Provided text:
What is the difference between a professor teaching and conducting research? When does a professor need an Institutional Review Board to provide oversight on their project? The NSF has had this come up often enough, presumably, that they wrote a vignette on their website.
So, let’s take a quiz!
The NSF presented the following scenario: “Professor Speakwell teaches undergraduate courses in linguistics in which he demonstrates variability in both the syntax and vocabulary of spoken expression across individuals and cultures. Professor Speakwell involves his students in active learning in the classroom. He brings recordings of spoken English to class and calls on students to say whether they find the example grammatical and to explain or guess what the utterance means.”
Pretty straightforward, right? A professor is a teacher. But most professors move from role-to-role like a chameleon: researcher, artist, CEO, etc. depending on their discipline.
But, here’s the question:
“Professor Researchit, a colleague of Speakwell’s, uses these same techniques with undergraduate student volunteers to do research on variables that predict understanding of utterances. Dr. Researchit develops a protocol, and obtains IRB approval and students’ signed informed consent. Professor Researchit tells Speakwell that he had better get IRB approval and student informed consent since he is doing the same thing.”
Is Professor Researchit Correct?

Complete the following:
• A. Answer these questions from the text about the NSF vignette:
(i) What does Professor Speakwell bring to class?
(ii) Besides IRB approval, what does Professor Researchit obtain from the students?
(iii) Which roles does the text list that professors move between?
• B. Repeat the part of the text about the NSF vignette between "Pretty straightforward, right?" and "on their discipline.", inclusive.

Data supplied:
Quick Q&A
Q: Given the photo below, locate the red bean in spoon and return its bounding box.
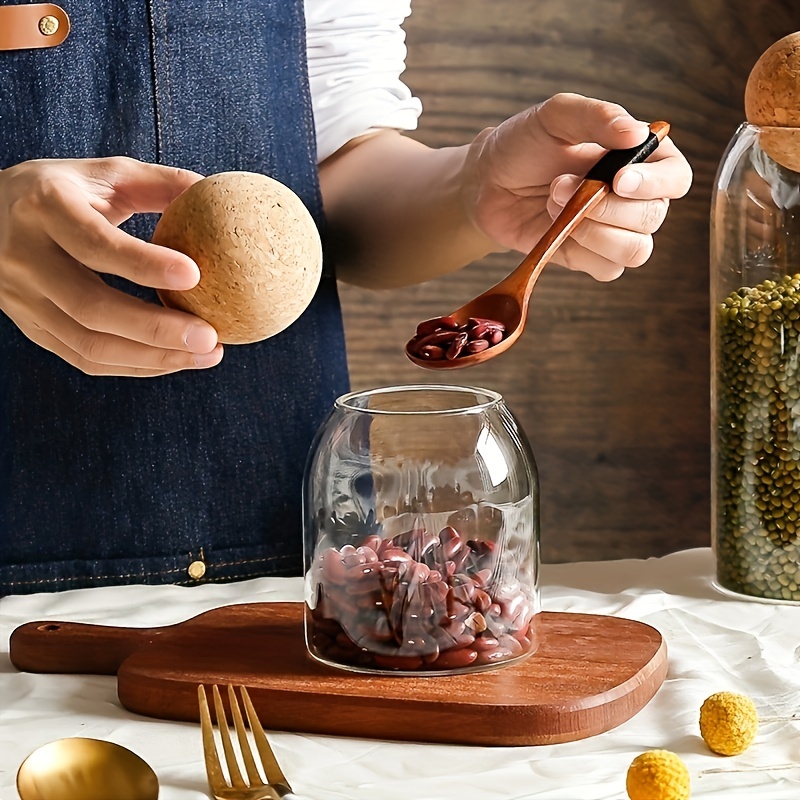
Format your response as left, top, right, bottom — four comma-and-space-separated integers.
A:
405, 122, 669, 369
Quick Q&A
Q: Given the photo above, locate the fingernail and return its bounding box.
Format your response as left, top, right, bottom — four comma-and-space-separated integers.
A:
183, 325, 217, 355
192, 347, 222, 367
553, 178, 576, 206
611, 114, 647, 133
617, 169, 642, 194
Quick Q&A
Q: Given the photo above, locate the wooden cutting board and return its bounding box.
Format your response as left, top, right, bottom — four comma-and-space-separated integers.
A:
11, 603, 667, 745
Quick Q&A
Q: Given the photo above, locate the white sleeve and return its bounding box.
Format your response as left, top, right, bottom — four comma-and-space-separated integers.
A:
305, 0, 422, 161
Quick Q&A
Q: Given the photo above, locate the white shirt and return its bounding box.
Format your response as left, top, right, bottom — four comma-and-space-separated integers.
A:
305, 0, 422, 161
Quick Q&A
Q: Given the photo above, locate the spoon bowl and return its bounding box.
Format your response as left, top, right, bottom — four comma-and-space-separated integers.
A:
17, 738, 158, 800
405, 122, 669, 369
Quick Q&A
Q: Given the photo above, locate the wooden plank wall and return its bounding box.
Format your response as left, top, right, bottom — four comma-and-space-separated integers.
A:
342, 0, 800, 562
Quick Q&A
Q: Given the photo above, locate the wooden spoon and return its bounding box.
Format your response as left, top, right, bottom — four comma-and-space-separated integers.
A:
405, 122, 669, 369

---

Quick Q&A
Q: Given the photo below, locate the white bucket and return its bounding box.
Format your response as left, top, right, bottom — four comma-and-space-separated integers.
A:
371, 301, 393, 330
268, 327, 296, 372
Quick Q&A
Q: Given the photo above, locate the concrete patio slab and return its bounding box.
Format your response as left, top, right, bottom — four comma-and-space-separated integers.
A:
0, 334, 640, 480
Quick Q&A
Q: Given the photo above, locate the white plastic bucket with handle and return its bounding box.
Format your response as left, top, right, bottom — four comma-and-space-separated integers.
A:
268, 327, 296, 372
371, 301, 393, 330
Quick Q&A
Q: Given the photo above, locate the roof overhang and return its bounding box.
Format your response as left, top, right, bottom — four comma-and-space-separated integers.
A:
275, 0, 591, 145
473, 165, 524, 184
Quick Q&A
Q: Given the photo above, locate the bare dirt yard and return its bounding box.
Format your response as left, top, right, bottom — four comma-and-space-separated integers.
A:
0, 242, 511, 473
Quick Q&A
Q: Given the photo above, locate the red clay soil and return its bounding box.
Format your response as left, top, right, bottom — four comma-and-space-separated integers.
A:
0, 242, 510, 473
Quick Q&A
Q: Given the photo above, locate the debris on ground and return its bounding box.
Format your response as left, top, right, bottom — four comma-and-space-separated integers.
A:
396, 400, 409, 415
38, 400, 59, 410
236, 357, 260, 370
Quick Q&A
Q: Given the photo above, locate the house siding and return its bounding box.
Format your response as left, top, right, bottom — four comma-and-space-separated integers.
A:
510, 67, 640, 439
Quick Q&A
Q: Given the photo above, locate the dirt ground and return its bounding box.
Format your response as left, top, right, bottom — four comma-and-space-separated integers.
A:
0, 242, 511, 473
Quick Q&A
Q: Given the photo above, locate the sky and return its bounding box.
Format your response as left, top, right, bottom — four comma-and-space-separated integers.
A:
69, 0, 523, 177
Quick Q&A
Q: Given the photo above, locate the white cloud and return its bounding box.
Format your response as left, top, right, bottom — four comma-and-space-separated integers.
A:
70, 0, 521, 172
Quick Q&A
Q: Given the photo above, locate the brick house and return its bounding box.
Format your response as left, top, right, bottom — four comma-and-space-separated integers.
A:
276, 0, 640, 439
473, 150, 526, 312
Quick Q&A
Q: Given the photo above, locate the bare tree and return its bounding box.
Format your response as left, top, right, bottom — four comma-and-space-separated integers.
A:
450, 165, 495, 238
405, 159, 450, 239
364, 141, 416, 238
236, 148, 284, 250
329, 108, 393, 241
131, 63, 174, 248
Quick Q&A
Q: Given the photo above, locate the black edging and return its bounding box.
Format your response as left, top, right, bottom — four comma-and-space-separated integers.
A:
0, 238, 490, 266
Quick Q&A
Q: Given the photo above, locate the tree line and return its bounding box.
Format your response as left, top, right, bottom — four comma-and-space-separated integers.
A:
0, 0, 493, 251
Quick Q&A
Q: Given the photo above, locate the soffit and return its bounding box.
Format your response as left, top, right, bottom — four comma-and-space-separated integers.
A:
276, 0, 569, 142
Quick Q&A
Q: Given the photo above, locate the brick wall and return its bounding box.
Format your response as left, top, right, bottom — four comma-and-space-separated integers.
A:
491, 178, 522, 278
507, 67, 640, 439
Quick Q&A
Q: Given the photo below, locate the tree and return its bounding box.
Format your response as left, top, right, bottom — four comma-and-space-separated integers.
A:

--

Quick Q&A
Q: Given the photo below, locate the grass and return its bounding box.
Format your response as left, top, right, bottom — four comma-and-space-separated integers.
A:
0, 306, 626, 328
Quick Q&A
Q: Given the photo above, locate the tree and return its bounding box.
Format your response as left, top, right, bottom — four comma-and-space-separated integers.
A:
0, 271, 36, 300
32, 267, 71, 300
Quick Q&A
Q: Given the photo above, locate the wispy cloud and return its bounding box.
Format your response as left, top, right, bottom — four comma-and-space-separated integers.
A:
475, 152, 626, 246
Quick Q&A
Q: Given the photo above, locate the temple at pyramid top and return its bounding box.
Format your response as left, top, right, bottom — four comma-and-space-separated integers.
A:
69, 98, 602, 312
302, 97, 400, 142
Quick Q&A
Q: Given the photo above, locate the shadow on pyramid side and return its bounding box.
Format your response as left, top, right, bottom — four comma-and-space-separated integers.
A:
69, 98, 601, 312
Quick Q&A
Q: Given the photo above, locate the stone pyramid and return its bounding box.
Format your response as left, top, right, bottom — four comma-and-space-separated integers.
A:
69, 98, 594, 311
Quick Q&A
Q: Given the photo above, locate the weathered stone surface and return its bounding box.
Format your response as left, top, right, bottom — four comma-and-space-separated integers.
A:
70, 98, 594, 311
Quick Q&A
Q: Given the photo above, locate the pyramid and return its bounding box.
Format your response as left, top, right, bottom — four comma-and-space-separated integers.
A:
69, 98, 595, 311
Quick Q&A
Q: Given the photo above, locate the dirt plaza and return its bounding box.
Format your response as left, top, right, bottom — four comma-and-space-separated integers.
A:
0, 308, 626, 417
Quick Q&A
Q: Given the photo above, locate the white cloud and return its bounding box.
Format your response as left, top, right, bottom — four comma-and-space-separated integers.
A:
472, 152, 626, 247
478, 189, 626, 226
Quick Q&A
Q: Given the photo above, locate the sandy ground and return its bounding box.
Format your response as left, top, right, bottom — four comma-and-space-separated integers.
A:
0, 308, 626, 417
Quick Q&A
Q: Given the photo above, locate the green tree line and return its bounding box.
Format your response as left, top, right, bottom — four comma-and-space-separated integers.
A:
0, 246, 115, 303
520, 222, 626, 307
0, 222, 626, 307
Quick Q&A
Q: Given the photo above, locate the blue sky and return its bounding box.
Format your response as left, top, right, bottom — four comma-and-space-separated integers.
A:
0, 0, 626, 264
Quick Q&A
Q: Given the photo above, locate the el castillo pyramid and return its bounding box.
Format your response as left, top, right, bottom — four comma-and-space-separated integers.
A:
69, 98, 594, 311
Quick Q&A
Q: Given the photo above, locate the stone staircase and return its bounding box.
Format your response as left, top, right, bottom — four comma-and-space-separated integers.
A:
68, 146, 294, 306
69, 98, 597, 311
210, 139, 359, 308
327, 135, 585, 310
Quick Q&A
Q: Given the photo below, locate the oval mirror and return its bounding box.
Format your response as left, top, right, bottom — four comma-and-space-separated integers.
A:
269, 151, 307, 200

Results by task:
• A.
(i) Recordings of spoken English.
(ii) The students' signed informed consent.
(iii) Researcher, artist, CEO, etc., depending on their discipline.

• B.
Pretty straightforward, right? A professor is a teacher. But most professors move from role-to-role like a chameleon: researcher, artist, CEO, etc. depending on their discipline.